Items from a dataset:
——
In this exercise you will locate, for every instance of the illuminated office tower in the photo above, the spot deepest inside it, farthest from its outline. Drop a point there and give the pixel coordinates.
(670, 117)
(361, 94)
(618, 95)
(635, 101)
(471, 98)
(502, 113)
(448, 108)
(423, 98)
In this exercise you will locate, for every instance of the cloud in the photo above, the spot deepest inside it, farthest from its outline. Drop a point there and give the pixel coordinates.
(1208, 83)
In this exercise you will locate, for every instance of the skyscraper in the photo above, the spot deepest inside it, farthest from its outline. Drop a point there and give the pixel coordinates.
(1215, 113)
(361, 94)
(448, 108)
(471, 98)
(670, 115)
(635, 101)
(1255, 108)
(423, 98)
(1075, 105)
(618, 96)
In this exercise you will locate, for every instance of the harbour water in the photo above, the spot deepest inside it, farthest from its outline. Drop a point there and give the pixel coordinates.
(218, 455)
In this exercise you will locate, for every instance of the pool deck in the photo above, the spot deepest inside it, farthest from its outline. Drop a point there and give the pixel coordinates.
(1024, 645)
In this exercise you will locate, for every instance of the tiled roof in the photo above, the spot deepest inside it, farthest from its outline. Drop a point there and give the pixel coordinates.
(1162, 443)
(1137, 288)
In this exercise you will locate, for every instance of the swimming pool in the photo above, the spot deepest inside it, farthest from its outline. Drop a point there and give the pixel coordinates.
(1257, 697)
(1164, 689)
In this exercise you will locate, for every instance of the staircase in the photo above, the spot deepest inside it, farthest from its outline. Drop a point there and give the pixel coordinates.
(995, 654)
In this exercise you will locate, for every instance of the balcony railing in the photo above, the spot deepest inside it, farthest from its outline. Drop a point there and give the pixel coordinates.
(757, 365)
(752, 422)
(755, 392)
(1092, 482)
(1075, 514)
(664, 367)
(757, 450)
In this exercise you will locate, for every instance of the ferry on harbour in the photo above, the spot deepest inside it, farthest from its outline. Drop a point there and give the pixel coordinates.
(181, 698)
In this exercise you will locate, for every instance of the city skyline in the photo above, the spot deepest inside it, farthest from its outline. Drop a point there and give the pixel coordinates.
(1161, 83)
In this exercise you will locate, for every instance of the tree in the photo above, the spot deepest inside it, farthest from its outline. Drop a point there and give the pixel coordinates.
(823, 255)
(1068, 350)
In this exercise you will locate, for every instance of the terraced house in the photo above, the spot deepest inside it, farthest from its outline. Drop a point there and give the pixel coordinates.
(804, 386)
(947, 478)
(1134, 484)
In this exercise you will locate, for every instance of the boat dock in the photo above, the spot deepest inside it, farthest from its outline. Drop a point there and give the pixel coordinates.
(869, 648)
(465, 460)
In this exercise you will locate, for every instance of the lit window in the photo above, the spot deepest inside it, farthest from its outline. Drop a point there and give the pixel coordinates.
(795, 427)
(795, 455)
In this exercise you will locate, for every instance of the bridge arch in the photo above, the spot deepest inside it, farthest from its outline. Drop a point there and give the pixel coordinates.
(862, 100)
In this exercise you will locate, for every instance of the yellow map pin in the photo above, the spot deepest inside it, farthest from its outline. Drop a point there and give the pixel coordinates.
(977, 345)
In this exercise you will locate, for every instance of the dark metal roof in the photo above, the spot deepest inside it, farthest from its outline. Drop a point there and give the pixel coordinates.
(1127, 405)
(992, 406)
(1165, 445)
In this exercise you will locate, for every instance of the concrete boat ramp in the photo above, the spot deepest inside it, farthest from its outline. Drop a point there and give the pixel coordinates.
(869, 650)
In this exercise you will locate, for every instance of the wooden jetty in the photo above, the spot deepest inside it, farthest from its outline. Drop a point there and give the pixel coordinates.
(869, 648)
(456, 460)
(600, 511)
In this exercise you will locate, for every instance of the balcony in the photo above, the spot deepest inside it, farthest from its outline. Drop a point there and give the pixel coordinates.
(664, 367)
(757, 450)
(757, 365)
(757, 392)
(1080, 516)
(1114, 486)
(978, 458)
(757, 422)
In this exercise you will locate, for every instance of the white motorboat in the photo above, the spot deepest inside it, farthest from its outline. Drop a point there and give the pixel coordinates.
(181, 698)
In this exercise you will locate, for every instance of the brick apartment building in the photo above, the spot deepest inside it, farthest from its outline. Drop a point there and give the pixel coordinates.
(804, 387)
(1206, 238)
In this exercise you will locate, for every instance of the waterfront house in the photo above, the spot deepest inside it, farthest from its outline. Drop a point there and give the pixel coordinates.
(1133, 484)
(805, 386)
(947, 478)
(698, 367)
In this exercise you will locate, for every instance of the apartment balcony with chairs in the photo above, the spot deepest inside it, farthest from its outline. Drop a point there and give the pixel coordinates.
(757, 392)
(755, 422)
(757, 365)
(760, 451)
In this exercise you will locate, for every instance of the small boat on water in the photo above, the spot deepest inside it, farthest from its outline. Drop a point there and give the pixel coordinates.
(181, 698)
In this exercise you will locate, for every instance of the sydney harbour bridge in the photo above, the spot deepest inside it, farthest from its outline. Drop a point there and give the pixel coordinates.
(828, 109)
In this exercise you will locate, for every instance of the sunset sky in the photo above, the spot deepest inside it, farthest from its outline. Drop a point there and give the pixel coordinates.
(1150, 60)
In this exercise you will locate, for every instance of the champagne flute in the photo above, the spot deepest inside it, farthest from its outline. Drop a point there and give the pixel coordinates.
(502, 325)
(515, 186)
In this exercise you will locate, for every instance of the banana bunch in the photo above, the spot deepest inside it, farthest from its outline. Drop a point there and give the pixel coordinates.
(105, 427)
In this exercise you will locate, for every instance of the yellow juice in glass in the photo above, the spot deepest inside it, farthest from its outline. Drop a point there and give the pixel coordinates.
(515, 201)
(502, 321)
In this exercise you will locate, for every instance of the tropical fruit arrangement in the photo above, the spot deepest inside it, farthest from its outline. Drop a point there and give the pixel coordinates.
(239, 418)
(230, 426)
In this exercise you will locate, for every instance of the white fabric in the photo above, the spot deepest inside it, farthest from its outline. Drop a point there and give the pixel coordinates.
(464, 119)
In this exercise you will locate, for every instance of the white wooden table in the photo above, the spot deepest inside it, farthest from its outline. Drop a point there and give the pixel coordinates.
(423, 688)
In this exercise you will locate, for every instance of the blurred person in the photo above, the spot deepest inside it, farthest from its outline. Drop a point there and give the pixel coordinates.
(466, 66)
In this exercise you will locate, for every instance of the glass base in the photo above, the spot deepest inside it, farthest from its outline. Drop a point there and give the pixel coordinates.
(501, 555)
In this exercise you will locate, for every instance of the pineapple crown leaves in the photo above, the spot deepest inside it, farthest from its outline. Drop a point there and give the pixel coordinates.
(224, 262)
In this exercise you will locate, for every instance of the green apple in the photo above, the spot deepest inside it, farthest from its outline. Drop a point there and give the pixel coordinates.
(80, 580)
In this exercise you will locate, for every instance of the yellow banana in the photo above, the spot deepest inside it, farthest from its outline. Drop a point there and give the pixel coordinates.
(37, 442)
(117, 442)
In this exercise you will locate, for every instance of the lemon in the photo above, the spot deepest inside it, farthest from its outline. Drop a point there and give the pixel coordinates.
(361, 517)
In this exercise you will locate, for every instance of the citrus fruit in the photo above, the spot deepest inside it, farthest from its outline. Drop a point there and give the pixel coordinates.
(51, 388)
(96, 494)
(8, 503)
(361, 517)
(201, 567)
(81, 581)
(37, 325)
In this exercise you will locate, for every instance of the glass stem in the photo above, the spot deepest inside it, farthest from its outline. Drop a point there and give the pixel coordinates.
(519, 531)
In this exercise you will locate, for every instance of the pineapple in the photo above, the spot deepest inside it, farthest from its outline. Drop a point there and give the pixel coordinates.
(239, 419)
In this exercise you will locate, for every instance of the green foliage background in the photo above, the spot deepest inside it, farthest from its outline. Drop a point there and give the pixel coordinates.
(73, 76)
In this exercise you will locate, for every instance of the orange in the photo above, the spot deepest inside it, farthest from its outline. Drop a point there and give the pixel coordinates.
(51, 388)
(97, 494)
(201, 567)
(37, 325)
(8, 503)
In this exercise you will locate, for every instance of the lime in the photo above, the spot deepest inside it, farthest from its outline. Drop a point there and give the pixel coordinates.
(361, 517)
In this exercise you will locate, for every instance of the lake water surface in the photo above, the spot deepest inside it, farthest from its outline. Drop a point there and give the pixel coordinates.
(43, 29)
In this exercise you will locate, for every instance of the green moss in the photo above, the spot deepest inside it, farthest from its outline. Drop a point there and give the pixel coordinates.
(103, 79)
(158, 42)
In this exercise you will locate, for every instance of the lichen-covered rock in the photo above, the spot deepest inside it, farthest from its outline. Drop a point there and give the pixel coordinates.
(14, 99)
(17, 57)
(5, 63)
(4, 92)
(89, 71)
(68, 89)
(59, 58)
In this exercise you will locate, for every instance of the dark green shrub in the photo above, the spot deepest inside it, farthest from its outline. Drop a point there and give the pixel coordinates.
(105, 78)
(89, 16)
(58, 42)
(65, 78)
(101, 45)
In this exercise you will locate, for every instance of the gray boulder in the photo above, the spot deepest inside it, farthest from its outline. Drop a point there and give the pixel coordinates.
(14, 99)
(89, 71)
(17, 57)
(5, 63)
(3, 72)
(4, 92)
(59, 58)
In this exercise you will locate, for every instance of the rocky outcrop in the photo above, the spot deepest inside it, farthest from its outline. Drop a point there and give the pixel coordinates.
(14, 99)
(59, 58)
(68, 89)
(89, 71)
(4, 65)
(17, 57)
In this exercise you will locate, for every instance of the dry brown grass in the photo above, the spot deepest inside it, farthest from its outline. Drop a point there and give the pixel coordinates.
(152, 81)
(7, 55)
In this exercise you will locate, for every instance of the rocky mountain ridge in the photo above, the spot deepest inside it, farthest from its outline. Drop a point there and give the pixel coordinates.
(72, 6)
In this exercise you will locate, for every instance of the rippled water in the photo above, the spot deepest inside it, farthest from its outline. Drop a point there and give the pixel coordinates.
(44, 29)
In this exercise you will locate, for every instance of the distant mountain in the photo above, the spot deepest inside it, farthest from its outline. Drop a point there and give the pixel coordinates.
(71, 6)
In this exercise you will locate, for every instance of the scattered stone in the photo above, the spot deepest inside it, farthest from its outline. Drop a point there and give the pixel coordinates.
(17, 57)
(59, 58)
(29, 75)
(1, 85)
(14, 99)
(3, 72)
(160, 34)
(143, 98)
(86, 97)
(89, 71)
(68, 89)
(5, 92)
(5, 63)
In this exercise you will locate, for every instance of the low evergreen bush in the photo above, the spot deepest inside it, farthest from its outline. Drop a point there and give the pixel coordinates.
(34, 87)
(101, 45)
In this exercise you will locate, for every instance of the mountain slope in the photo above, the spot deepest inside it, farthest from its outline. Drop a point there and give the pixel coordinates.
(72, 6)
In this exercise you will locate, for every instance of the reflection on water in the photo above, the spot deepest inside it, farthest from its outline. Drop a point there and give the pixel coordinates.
——
Task to carry out - Rewrite everything in the data from the line containing "of the pool" down to the line containing "(1137, 288)", replacing "tiled roof" with "terracotta roof" and leaving all else unchanged.

Exercise response -
In this exercise you will locate, for every instance of the pool deck in the photo above, the spot deepest inside it, farthest from its outline. Drop a point there and give the pixel coordinates.
(1024, 645)
In this exercise you will locate, for every instance of the terracotta roof in the photo above, the spot deepest inside it, farthest from its outline. Drop a point there and give the pixel coordinates.
(1162, 443)
(1137, 288)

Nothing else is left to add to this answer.